▶ _PAGE EXTRACT_:
BEGIN

B. FACTS FOUND NOT TO BE PROVEN

With relevance to the decision there are no alleged facts that should be considered not proven.

Nor were submissions made by the parties and presented as facts, consisting of strictly conclusive assertions not susceptible to proof, whose truthfulness must be assessed in relation to the specific consolidated factual matter, given as proven or not proven.

C. STATEMENT OF REASONING REGARDING FACTUAL DETERMINATIONS

With regard to the facts found to be proven, the conviction of the arbitrators was based on critical analysis of the documentary evidence submitted to the case file, while also considering the positions assumed by the parties.

The facts relevant to the trial were selected and delimited based on their legal significance, in light of plausible solutions to the legal questions, in accordance with the combined application of Articles 123(2) of the Tax Procedure Code, 596(1) and 607(3) of the Civil Procedure Code ("CPC"), by reference from Article 29(1)(a) and (e) of the LFTA.

IV. LEGAL GROUNDS

A. DELIMITATION OF THE QUESTIONS

Two corrections to the IRC taxable income of the Claimant are in dispute in the present arbitral case. The first concerns the rejection by the TCA of expenses relating to uncollectible debts, due to alleged breach of the tax deduction requirements provided for in Article 41 of the IRC Code. The second relates to the non-acceptance of the deduction of expenses resulting from accounting records as debits in income accounts, in the amount of € 4,878.04, made without support from justifying documents, by application of Articles 23(1), 45(1)(g) and 123(2)(a) of the same statute.

B. FRAMEWORK – UNCOLLECTIBLE DEBTS

The prerequisites for tax recognition of uncollectible debts as expenses or losses are regulated in Article 41 of the IRC Code, which provided, in the wording in effect as of the date of the facts (2013), the following:

"Article 41

Uncollectible Debts

1 – Uncollectible debts may be directly considered expenses or losses of the fiscal period provided that:

a) This results from a process of business insolvency and recovery, from a process of execution, from an extrajudicial conciliation procedure for viability of companies in insolvency situations or in situations of economic difficulty mediated by IAPMEI - Institute for Support of Small and Medium Enterprises and Investment, from a decision of an arbitral tribunal within the scope of disputes arising from the provision of essential public services or from debts which are time-barred in accordance with the respective legal regime of provision of essential public services and in this case their value does not exceed the amount of (euro) 750; and

b) No impairment loss has been recognized or, if recognized, it proves insufficient.

2 – Without prejudice to the maintenance of the obligation for civil purposes, the deductibility of uncollectible debts as provided for in the preceding paragraph or under Article 36 remains further dependent on the existence of proof of communication to the debtor of the recognition of the expense for tax purposes, which must recognize that amount as income for purposes of determining taxable profit."

It follows from this provision, with relevance to the case before us, that the uncollectibility of debts must, on the one hand, result from a process of business insolvency or recovery and, on the other hand, that the tax deductibility of the expenses or losses resulting from the cancellation of the debts depends on a communication to the debtor of specific content – the creditor's recognition of the expense – so that the debtor in turn recognizes the same amount [of uncollectible debts] "as income for purposes of determining taxable profit".

END

▶ _TASK SET_:
1/ In the arbitral decision, what amount of expenses recorded as debits in income accounts was refused for deduction because no justifying documents supported it?
2/ Continue the arbitral decision from its final sentence.

▶ _ITEMS_:

BEGIN

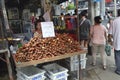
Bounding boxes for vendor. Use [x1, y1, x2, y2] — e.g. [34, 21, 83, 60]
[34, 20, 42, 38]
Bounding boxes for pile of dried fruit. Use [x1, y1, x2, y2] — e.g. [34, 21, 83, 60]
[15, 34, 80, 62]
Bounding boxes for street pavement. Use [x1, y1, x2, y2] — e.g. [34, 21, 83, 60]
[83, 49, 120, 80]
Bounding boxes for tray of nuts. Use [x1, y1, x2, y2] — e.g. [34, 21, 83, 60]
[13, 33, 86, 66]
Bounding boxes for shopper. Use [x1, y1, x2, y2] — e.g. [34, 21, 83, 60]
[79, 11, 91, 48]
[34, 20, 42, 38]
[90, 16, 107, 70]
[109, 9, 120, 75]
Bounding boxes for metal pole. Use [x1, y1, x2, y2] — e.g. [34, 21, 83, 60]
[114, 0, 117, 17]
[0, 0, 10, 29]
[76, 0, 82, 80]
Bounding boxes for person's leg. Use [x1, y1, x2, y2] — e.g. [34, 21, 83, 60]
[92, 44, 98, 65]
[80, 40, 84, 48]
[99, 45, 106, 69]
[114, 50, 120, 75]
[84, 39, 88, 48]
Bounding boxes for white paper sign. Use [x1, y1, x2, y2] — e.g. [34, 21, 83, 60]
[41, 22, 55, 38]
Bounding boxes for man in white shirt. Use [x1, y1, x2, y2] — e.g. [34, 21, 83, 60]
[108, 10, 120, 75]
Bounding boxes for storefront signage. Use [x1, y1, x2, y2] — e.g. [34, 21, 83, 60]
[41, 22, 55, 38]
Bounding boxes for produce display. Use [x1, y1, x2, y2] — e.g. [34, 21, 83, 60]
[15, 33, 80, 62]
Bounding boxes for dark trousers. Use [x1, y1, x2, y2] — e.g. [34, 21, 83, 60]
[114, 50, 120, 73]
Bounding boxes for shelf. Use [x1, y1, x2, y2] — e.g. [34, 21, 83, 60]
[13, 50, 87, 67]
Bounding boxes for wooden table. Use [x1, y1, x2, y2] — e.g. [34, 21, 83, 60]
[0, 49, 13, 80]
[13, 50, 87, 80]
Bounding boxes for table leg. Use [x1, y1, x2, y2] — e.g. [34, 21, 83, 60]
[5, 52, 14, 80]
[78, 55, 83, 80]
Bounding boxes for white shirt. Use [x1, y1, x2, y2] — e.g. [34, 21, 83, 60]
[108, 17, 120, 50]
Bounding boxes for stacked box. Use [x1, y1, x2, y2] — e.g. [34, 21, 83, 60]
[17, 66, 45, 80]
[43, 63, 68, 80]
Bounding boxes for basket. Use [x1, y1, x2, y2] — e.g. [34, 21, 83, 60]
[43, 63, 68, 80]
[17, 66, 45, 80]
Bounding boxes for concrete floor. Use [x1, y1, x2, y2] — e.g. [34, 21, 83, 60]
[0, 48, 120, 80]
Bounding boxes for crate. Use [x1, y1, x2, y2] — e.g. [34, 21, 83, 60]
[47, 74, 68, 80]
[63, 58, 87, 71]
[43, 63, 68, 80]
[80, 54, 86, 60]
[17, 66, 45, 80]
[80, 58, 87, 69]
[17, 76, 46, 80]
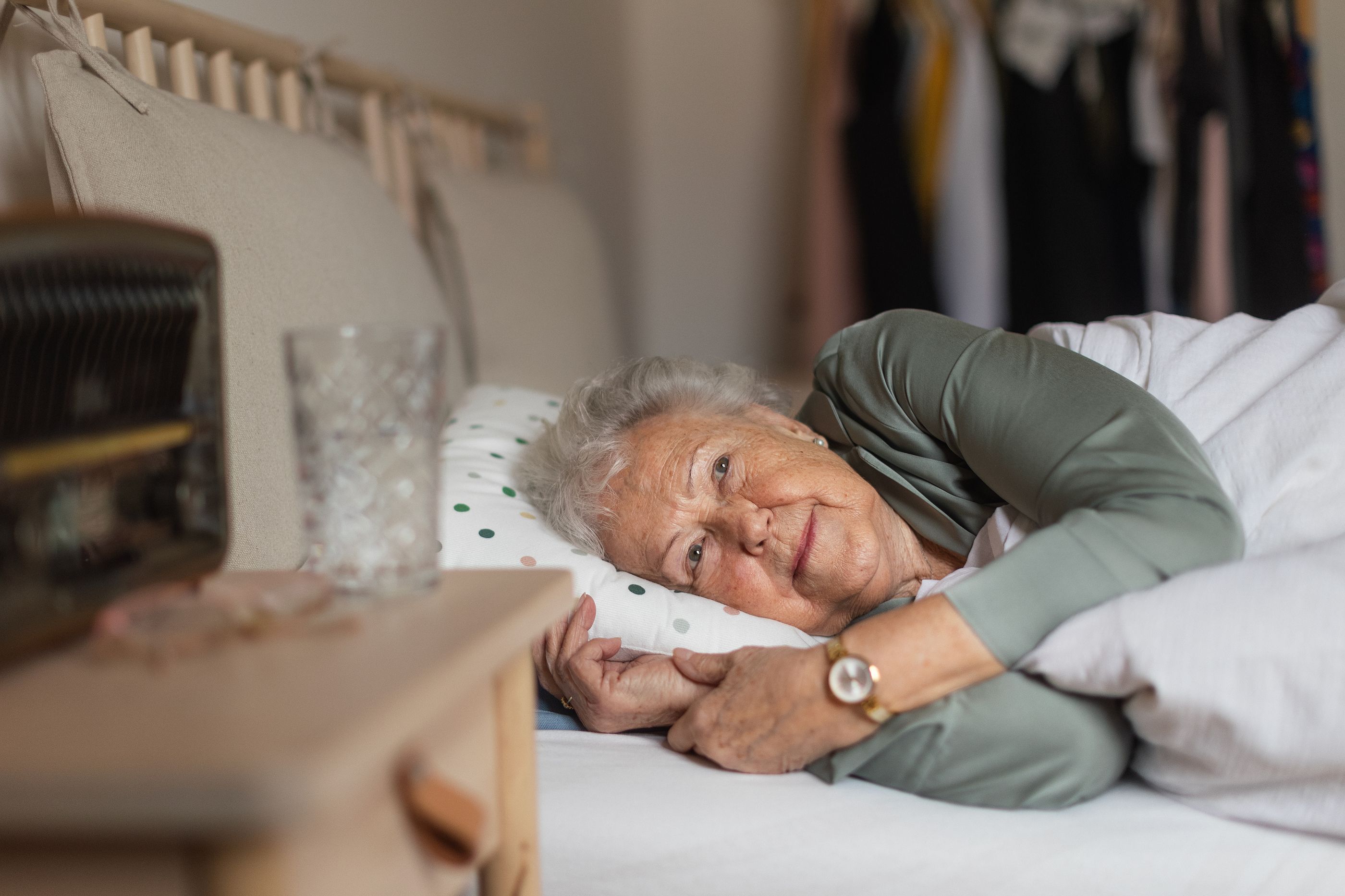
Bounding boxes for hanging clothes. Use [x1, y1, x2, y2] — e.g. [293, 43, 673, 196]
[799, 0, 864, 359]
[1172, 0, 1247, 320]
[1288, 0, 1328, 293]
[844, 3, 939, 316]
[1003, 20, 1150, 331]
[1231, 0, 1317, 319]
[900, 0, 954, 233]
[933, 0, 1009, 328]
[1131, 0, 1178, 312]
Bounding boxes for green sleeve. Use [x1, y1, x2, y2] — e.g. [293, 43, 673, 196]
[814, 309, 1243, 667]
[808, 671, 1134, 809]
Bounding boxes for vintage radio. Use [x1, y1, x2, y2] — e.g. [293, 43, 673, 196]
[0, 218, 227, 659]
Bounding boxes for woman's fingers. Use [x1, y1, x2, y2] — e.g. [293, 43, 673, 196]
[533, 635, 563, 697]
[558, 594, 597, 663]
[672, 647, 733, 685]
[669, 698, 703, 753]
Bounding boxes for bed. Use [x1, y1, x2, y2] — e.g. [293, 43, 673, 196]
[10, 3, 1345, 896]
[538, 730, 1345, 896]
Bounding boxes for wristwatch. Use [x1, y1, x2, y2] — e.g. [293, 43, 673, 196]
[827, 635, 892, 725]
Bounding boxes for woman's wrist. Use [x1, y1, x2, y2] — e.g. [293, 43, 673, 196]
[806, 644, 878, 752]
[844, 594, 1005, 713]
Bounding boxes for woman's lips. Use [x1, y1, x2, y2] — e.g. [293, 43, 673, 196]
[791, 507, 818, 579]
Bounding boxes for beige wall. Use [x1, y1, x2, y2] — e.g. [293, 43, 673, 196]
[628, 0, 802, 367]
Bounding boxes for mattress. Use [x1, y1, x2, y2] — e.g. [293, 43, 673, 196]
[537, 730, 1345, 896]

END

▶ _ANSWERS PER TASK_:
1/ € 4,878.04

2/
In this context, it is important to note the regime, in effect at the time, established by CIRE for the Special Revitalization Process ("SRP"), to which both B... and C... resorted to restructure their liabilities and ensure their viability, within which the debts held by the Claimant against these entities were considered uncollectible.

In accordance with the provisions of Article 17-C of CIRE, the SRP is initiated by joint declaration of the debtor and at least one of the creditors, with a view to negotiation and approval of a debtor revitalization plan, following which a judicial administrator is chosen who prepares a provisional list of debts immediately presented at the court registry and published on the Citius portal (Article 17-D of CIRE). Said list of debts may be challenged but, if not, converts to final by mandatory effect of said provision and, consequently, the respective debts are recognized (no. 4).

Notwithstanding the fact that the SRP provides an opportunity for creditors to claim their debts, such claim does not constitute an essential prerequisite or condition for recognition of the debts. Similar to what occurs in the insolvency process, the judicial administrator has not only the duty but at least the power to include in the list of debts all those recorded in the debtor's accounts or otherwise known to it, even if not specifically claimed by their respective holders, so that the list better reflects the real universe of the debtor's liabilities. Thus, debts recognized in the process (SRP or insolvency) are not necessarily coincidental with claimed debts.

On the other hand, it should be noted that it is common for common creditors, given the insufficient assets that characterize debtors subject to processes of this nature, faced with the existence of other secured and privileged debts to be paid with preference over the others, to choose not to claim their debts (common), for reasons of efficiency and in light of cost-benefit considerations. Indeed, it is reasonable that the "common" creditor, whose expectation is that the insolvent assets will not even manage to satisfy the debts ranked in first place (secured and privileged), decides not to expend resources in making a claim of debts (common) which from the outset proves fruitless.

The solution advocated results from the application of Article 129 of CIRE, invoked on a subsidiary basis, given the general applicability of insolvency process rules to respond to questions not specifically regulated in the sparse articles that govern the revitalization process, as supported by doctrine – cf. in this sense CARVALHO FERNANDES and JOÃO LABAREDA, "Insolvency and Business Recovery Code Annotated", Quid Juris, 2013, pp. 140-141, 156.

According to no. 1 of the cited Article 129, the administrator, after the deadline for claims expires, "presents at the court registry a list of all creditors recognized by it and a list of non-recognized creditors, both in alphabetical order, relating not only to those who have made a claim but also to those whose rights are recorded in the debtor's accounting records or which are otherwise known to it."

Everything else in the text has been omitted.